- _Quoted text_:
━━━━━━━━━━

Holy punctuation batman!


----------



## Clinch (Nov 30, 2008)

Yeah, nice writing there bassblower. I think your uneducated worthless self better get back to work cause the french fries are going to burn. And quit stickin up for the people that you, me and everyone else knows are down at flat rock tryin to catch walleyes. Gosh, its complete and utter morons like you that are not welcome around here because once your trap opens, nothing but blah, blah, blah, idiot talk comes out. I bet your one of those guys tryin to catch the eyes, arent you? freakin ****. And what the hell is a crocadile tear? Is that *** talk? Cause sorry, I dont swing that way. And quit p.m. ing me, I told you, I dont want to date you. I'm not gay...


----------



## MrHusky (Feb 20, 2009)

Well there does seem to be a double standard going on, today when I was fishing I was throwing plugs and every other dude down there are throwing those nice green twisters. What the heck are you gonna catch on a big green twister jig down there other then a nice walleye this time of year. BUT when I catch some today fishin for steelies I had every guy and his brother peeping me out making sure I throw it back. UMMMMMMMM Sorry cough cough but if your targeting walleye right now even to catch a fish you are BREAKING THE LAW!

I'm gonna have to put my additude in check.


----------



## Michigander1 (Apr 5, 2006)

Meet at the boat launch and get it over with :lol:


----------



## Clinch (Nov 30, 2008)

Hey bassblower, Thanks for putting your pics up for me to see. I recognize your retarted face from being at the river. I also know that you absolutly suck at steel fishin, have you even caught one yet? I remember some buddies of mine thought you were retarded because of the way you looked and talked and I did too, but back then I actually felt sorry for you, I dont anymore. Oh, I'm sure I will see you down there again. I stop by and say hi:evil:.


----------



## Michigander1 (Apr 5, 2006)

Well i have to say something here.Only keeping walleyes is illegal.Not catching them.Fishing is fishing bottom line.The way i plug for steel is the same way i would for walleyes.Am i illegal? Nope.I like to see where the LAW says you cant catch them.If there was one they would shut it down like a trout stream.Why cant a guy go out and have some fun and fish and catch a few fish no matter what they are? Im sure any CO would be busten asss down there if it was wrong.Mich


----------



## jlock (Feb 24, 2006)

━━━━━━━━━━

- _Exercise requirements_:
1. In the fishing thread, between "Yeah, nice writing" and "I'm not gay...", inclusive, change "french fries" to "onion rings".
2. Turn the paragraph in the fishing thread that begins "Well i have to say something here" into a short list of its main points.

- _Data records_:
━━━━━━━━━━

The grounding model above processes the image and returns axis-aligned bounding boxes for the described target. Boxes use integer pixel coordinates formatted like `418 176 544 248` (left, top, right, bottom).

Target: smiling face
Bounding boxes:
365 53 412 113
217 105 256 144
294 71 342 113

━━━━━━━━━━

- _Responses for each task_:
1.
Yeah, nice writing there bassblower. I think your uneducated worthless self better get back to work cause the onion rings are going to burn. And quit stickin up for the people that you, me and everyone else knows are down at flat rock tryin to catch walleyes. Gosh, its complete and utter morons like you that are not welcome around here because once your trap opens, nothing but blah, blah, blah, idiot talk comes out. I bet your one of those guys tryin to catch the eyes, arent you? freakin ****. And what the hell is a crocadile tear? Is that *** talk? Cause sorry, I dont swing that way. And quit p.m. ing me, I told you, I dont want to date you. I'm not gay...

2.
- Only keeping walleyes is illegal, not catching them.
- The writer plugs for steel the same way as for walleyes and says that is not illegal.
- If a law against catching them existed, the area would be shut down like a trout stream.
- Any CO would be cracking down there if it were wrong.